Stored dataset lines
# # # #
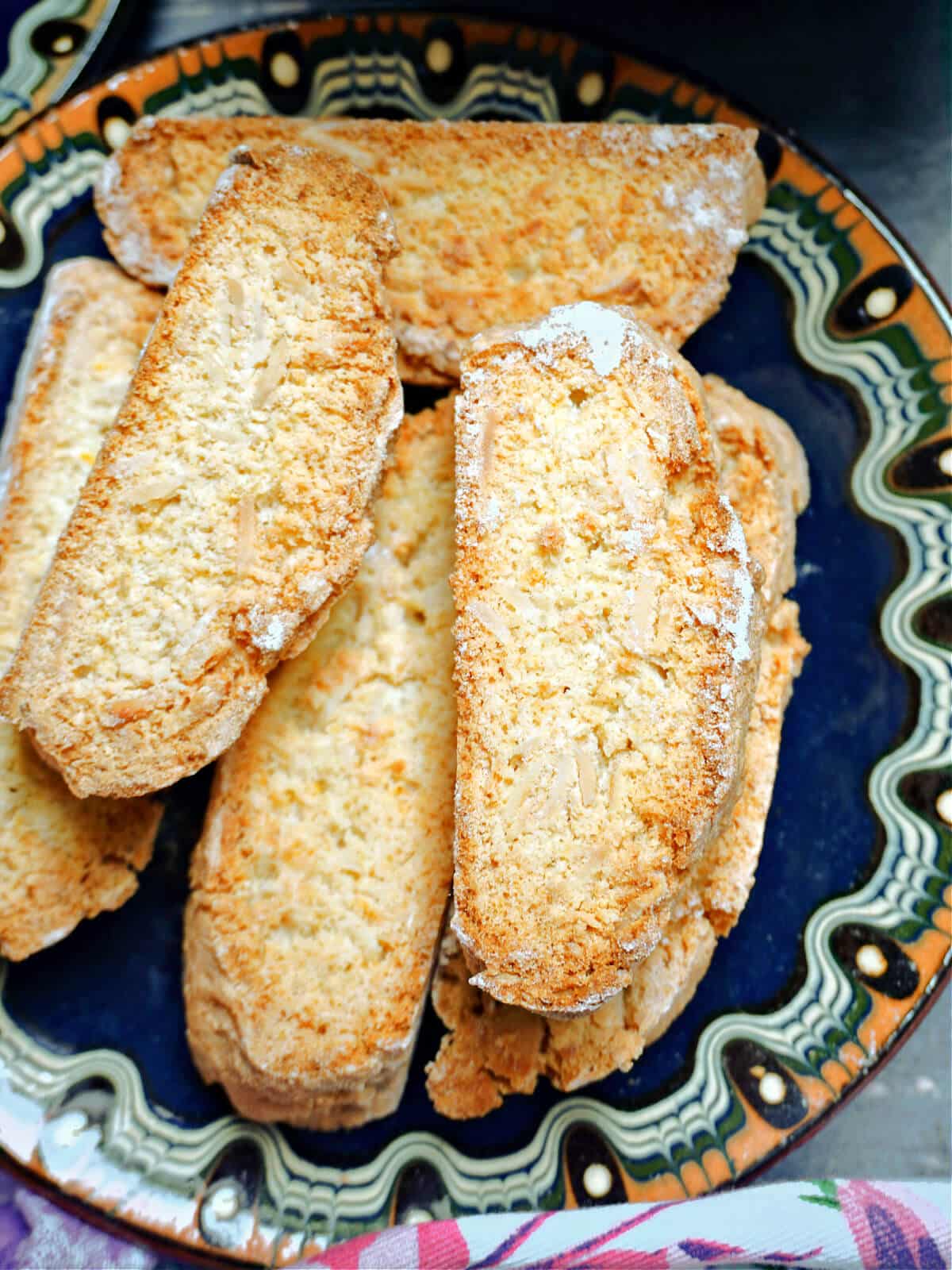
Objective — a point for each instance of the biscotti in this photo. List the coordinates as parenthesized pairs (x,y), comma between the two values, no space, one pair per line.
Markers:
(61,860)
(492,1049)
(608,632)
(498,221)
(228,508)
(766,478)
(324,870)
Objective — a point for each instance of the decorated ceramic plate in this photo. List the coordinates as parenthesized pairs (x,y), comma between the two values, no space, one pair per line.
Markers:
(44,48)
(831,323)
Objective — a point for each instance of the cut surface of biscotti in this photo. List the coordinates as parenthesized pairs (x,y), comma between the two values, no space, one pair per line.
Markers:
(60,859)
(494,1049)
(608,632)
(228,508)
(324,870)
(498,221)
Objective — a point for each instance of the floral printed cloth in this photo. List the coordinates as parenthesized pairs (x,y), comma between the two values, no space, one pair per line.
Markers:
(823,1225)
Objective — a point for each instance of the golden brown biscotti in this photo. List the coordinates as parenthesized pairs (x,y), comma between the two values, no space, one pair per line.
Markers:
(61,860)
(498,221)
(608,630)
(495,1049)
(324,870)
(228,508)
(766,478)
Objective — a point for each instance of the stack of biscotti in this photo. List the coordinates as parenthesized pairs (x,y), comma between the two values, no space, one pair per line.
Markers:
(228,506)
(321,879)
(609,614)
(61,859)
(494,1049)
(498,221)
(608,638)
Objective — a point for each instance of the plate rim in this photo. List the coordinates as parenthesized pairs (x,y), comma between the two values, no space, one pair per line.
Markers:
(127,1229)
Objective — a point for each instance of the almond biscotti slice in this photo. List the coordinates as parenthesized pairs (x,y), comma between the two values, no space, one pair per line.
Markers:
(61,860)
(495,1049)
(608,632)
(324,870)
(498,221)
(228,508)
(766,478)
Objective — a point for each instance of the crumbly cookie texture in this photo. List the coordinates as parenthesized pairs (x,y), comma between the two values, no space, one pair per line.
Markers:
# # # #
Please rewrite all of the lines above, replacing "decorated ceramic plate" with "painted ceramic dish" and changing nothing else. Leave the pictures out.

Objective — a point for each instance of the biscotti in this photo. List the coordinates as parenthesized pairs (x,y), comma between the two values, no space, one pair per line.
Markers:
(61,860)
(492,1049)
(608,632)
(498,221)
(228,508)
(766,478)
(324,870)
Objective — a point for each instance of the painted ceramic dish in this photo. List the coordinates as parenthesized pairs (x,y), comma between the two values, no space, one pair per line.
Markers:
(44,48)
(831,323)
Objective — a point for each instance of the cut surface of biscotti in this photo. List the coordinates as parenthesized pairs (x,y), comma between the two values, no space, one pair per line.
Markers:
(60,859)
(494,1049)
(608,632)
(228,508)
(324,870)
(498,221)
Objective — a point for each instance of the floral printed cloth in this photo. List the coordinates as parenthesized pairs (x,y), comma between the two values, no space, one pair per line.
Markers:
(823,1225)
Objective — a point for each instance of the golden brown biscotti in this photo. List the coordinates as parenthesized pairs (x,y), comma between the two values, no space, one pair per line.
Markers:
(61,860)
(498,221)
(608,630)
(495,1049)
(324,870)
(228,508)
(766,478)
Objective — a point for each instance of the stack of biscotti in this photo. List the coordinates as parenthesized pairs (x,y), comma between the two values, no space, one pair per line.
Markers:
(228,506)
(321,879)
(609,614)
(61,859)
(494,1049)
(498,221)
(608,638)
Objective — a point for each instance of the plate rim in this photo. List the coordinates as parenthesized pairs (x,y), comma between the two values, no space, one pair per line.
Markers:
(127,1229)
Objective — a point for each instance of the almond biscotti slice in this photo. List the coordinates as parenthesized pairs (x,y), comma between the two values, no space, one pair per line.
Markers:
(61,860)
(495,1049)
(608,632)
(324,870)
(498,221)
(228,508)
(766,478)
Objective — a point for each instance of the crumbly cookie texture in this photo. List the coordinates as parenthesized pairs (x,y), comma between the two values, no space, one pair per line.
Markers:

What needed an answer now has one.